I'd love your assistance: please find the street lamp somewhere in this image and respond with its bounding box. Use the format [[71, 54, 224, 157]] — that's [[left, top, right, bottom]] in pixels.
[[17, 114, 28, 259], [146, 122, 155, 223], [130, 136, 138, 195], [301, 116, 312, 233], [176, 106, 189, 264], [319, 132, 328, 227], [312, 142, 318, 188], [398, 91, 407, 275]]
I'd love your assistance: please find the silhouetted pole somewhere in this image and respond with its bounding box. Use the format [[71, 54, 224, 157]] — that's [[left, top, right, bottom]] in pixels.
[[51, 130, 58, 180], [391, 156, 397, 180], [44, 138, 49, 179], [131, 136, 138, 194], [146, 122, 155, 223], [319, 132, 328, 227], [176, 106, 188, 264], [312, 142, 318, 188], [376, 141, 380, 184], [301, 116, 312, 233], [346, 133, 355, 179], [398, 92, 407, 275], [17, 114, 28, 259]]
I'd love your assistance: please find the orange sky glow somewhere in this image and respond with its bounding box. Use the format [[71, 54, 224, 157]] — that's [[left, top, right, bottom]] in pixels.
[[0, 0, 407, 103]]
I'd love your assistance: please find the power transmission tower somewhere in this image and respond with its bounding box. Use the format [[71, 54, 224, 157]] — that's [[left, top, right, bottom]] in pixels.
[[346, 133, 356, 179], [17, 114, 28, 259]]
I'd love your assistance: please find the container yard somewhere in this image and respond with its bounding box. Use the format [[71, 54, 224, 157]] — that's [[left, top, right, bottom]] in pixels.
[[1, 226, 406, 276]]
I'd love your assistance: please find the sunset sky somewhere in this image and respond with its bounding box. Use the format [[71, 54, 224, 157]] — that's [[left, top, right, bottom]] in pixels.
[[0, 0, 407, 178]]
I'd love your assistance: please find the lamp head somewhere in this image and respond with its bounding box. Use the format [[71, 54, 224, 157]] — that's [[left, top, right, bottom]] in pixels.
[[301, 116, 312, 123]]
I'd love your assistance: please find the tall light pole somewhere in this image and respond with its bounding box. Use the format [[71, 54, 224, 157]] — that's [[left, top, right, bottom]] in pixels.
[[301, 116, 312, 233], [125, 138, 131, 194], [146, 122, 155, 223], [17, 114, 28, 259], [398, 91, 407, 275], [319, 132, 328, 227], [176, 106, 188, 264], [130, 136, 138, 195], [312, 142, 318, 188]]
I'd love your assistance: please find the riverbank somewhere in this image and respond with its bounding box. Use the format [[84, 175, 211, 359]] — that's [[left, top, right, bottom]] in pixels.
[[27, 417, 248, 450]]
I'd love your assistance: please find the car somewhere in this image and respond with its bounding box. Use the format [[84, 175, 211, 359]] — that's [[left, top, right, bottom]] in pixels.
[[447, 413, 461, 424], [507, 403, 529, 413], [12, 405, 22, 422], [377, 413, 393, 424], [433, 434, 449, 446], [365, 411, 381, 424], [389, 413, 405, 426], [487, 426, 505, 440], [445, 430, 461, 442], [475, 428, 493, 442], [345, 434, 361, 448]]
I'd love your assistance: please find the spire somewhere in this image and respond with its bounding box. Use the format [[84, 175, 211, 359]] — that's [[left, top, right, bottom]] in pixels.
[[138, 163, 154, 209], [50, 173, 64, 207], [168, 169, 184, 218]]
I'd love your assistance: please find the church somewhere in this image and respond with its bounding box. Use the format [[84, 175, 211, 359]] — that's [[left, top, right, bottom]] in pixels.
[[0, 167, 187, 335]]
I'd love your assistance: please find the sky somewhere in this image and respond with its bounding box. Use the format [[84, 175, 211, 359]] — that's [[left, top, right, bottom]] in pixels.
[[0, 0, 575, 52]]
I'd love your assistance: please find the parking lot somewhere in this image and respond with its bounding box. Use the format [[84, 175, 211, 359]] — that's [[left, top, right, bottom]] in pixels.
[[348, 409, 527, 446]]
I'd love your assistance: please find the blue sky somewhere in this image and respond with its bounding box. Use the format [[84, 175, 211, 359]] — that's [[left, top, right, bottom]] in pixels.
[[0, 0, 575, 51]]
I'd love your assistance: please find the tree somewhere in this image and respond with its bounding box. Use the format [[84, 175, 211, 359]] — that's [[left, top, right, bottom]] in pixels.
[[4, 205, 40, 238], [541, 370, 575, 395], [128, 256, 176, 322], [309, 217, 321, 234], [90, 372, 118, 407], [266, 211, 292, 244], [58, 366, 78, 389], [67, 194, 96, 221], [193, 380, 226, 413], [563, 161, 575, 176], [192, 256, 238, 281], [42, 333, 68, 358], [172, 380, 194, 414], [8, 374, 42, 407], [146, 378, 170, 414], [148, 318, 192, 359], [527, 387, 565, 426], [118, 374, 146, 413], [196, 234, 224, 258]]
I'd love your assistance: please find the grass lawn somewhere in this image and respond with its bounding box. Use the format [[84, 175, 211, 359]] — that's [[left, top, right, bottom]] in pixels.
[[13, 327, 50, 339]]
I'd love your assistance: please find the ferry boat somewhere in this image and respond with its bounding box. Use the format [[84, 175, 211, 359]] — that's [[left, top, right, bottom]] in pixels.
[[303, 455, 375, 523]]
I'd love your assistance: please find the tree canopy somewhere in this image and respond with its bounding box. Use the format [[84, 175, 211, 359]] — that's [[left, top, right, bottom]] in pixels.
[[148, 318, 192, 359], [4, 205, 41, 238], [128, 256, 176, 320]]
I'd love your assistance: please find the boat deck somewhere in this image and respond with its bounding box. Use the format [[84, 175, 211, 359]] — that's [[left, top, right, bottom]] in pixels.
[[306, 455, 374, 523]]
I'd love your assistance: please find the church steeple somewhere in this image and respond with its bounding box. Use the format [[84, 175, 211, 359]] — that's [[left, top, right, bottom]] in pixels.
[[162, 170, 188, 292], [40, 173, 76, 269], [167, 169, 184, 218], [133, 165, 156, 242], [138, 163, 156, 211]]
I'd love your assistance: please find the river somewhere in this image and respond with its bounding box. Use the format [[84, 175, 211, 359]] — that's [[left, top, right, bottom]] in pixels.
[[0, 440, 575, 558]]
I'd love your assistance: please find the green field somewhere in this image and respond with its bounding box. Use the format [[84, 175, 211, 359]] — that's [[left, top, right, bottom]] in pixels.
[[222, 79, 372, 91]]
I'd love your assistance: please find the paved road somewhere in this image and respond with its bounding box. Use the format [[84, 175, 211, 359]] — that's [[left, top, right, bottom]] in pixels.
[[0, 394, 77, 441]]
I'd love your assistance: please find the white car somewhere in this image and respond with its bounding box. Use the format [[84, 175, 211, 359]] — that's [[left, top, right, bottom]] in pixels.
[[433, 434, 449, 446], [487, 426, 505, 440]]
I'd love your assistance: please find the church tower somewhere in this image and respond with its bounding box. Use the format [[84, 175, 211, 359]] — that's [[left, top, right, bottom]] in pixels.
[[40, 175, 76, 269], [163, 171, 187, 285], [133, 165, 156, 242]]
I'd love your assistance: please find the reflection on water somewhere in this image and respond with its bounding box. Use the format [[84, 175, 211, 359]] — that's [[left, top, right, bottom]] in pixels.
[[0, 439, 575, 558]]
§ §
**Set task:**
Reproduce verbatim the stretch from the line containing "I'd love your assistance: please find the parking" through the line containing "[[348, 409, 527, 446]]", including both of those lines.

**Task answer:**
I'd love your assistance: please find the parking lot somewhere in this image and respond with its bounding box. Use the format [[84, 175, 211, 359]] — that's [[left, top, right, bottom]] in pixels.
[[348, 409, 527, 446]]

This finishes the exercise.